**REQUIRED TASK A**:
In the post about oil-industry spending below, rewrite the passage from "Posted on 07/04/2016" to "means shale drilling.", changing "megaprojects" to "large-scale projects".

**TEXT PROVIDED**:
#####

Posted on 07/04/2016 7:15:41 AM PDT by bananaman22
The collapse of oil prices has killed off any appetite that the oil industry had for megaprojects that cost tens of billions of dollars. With scarce resources, oil companies have shifted their focus, pouring resources into short-cycle projects, which often means shale drilling.
Liam Denning over at Bloomberg Gadfly put some numbers to the phenomenon, using data from Oslo-based Rystad Energy. The data is revealing, painting a portrait of an industry that has scaled down the size of new oil projects. Intriguingly, the focus on smaller oil fields began before the plunge in oil prices, although the price crash is accelerating that trend.
Spending on oil fields that hold more than 1 billion barrels of reserves rose by 12.5 percent annually between 2000 and 2014. However, spending on oil fields between 30 million and 1 billion barrels increased by 15 and 16 percent each year. Moreover, spending on these smaller fields will grow by 12.5 percent per year through the rest of the decade, double the rate of investment in the mega oil fields.
(Excerpt) Read more at oilprice.com ...
You can’t squeeze blood out of a turnip, but apparently you can squeeze oil out of many rocks.

#####

**INPUT FOR THIS TASK**:
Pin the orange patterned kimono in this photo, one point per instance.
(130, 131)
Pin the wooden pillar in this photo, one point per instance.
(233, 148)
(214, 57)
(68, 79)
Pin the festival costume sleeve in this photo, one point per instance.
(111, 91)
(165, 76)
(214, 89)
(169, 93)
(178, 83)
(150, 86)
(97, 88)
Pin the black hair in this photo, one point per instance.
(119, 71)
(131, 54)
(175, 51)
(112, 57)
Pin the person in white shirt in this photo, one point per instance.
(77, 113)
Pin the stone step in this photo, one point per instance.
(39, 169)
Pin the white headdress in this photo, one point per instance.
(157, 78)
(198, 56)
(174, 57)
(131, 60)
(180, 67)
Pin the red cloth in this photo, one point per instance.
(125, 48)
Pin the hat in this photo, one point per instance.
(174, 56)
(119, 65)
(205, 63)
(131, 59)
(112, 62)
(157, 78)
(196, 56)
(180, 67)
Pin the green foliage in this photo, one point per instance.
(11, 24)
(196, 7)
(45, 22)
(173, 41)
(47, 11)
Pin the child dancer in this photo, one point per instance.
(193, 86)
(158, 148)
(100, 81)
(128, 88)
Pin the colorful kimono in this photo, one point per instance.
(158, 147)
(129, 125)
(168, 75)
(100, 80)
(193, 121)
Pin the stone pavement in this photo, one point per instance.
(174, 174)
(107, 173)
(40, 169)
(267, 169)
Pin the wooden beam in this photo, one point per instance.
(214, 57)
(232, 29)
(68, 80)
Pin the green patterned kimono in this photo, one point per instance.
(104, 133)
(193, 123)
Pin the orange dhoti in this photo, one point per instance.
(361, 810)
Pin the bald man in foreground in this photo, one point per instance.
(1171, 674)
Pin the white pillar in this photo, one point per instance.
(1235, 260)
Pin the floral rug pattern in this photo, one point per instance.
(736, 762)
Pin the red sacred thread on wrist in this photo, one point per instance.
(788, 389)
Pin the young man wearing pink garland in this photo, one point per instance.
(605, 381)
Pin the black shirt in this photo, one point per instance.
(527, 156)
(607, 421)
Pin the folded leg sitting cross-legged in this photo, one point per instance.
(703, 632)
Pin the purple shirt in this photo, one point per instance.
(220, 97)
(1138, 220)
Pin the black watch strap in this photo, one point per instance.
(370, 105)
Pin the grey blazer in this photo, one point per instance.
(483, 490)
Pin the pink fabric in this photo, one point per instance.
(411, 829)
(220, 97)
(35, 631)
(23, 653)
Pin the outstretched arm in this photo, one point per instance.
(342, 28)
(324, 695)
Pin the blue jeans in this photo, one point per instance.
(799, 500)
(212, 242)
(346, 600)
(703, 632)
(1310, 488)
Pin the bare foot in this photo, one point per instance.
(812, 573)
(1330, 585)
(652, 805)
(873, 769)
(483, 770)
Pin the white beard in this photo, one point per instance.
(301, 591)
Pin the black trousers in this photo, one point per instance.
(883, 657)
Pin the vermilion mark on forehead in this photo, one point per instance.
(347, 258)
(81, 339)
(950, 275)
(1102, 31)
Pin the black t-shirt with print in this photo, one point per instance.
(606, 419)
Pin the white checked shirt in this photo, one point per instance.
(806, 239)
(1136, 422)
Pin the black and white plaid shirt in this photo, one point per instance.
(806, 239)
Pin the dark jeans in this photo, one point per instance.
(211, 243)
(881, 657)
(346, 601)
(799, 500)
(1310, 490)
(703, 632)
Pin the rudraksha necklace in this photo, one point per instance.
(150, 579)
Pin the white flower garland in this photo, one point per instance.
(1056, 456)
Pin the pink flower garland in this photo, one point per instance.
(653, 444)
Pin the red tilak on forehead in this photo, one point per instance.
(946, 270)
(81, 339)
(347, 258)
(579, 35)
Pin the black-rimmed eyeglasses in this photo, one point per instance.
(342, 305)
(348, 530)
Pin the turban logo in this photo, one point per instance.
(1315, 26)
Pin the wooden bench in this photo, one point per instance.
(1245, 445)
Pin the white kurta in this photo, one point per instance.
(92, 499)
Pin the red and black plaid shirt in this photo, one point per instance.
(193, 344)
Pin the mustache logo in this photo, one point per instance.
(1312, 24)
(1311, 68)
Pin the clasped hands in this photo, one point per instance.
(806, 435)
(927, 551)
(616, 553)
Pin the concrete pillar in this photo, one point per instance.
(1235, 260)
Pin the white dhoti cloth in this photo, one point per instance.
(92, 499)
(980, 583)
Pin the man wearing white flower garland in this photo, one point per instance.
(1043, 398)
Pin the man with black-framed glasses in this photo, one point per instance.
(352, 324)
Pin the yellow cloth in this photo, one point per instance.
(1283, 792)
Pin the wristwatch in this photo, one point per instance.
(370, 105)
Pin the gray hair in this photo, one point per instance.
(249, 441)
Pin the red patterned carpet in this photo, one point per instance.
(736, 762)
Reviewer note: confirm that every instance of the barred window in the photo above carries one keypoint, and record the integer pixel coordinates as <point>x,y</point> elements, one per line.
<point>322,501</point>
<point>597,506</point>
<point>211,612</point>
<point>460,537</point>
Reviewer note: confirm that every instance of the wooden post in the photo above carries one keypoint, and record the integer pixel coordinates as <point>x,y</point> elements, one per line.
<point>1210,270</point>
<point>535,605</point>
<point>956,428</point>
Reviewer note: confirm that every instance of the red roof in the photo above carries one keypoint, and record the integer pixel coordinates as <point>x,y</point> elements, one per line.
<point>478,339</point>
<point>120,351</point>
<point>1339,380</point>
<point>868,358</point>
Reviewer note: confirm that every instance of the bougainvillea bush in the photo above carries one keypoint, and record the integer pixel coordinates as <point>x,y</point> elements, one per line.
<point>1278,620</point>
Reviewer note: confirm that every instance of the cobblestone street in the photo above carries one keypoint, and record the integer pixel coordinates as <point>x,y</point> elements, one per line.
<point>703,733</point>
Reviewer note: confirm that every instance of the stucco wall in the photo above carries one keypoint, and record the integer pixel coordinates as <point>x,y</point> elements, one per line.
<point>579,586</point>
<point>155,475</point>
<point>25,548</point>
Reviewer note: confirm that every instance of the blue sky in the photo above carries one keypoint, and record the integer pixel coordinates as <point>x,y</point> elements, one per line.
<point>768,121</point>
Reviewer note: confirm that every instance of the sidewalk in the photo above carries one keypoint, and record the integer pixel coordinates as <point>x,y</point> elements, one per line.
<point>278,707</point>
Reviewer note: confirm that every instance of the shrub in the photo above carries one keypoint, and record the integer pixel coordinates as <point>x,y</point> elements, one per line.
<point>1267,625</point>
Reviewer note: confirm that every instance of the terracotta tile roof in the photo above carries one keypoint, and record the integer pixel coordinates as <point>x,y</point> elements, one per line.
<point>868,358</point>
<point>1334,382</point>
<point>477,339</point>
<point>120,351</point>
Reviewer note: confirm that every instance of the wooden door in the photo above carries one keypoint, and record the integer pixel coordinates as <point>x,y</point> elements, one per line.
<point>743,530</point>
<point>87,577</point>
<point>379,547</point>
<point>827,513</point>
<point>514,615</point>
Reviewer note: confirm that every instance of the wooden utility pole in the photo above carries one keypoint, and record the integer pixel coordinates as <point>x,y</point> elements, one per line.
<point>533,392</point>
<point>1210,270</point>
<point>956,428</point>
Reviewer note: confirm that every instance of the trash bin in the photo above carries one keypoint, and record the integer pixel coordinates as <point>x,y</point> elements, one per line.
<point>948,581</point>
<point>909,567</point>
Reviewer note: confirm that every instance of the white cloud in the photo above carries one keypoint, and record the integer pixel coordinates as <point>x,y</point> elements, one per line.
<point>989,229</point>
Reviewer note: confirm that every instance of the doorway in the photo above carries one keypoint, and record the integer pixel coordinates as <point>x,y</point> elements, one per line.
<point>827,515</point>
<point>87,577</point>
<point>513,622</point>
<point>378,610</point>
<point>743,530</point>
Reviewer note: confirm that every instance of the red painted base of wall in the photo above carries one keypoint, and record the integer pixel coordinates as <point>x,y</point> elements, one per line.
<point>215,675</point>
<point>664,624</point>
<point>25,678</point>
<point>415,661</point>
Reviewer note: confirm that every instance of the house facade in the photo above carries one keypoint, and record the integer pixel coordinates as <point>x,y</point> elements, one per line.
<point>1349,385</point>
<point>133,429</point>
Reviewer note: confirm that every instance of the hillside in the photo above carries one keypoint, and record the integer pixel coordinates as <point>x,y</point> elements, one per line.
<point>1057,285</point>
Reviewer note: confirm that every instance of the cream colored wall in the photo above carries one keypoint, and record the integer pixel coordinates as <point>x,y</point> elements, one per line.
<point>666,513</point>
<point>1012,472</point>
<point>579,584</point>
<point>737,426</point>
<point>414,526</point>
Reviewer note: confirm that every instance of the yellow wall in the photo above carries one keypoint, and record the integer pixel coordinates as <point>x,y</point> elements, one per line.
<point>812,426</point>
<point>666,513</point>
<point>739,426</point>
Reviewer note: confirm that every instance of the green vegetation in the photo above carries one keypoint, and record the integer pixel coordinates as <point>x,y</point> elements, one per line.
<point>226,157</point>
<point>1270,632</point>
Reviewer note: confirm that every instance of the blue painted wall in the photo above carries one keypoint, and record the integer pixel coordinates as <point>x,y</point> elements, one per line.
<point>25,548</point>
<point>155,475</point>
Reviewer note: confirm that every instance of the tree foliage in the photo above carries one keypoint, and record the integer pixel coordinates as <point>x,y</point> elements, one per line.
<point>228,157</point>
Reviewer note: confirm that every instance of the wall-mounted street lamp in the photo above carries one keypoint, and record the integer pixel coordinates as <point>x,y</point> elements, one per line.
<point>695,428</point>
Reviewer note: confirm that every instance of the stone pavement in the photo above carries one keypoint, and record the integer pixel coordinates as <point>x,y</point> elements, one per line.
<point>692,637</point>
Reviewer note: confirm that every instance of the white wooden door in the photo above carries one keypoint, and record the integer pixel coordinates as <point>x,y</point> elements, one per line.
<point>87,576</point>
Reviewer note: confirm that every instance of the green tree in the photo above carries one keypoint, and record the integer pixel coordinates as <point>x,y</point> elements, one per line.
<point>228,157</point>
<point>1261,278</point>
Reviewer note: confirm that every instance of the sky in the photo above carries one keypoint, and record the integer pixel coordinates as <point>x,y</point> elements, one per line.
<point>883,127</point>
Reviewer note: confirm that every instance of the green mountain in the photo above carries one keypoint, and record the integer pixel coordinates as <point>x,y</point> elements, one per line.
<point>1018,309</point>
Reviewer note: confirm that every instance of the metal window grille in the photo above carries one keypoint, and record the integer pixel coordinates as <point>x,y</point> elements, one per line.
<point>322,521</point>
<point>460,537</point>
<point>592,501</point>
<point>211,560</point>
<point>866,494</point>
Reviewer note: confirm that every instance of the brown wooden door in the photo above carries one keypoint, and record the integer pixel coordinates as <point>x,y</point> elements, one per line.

#####

**REQUIRED TASK B**:
How many lines of the rows above contain the string "foliage"? Reply with the number only.

**TASK SOLUTION A**:
Posted on 07/04/2016 7:15:41 AM PDT by bananaman22
The collapse of oil prices has killed off any appetite that the oil industry had for large-scale projects that cost tens of billions of dollars. With scarce resources, oil companies have shifted their focus, pouring resources into short-cycle projects, which often means shale drilling.

**TASK SOLUTION B**:
2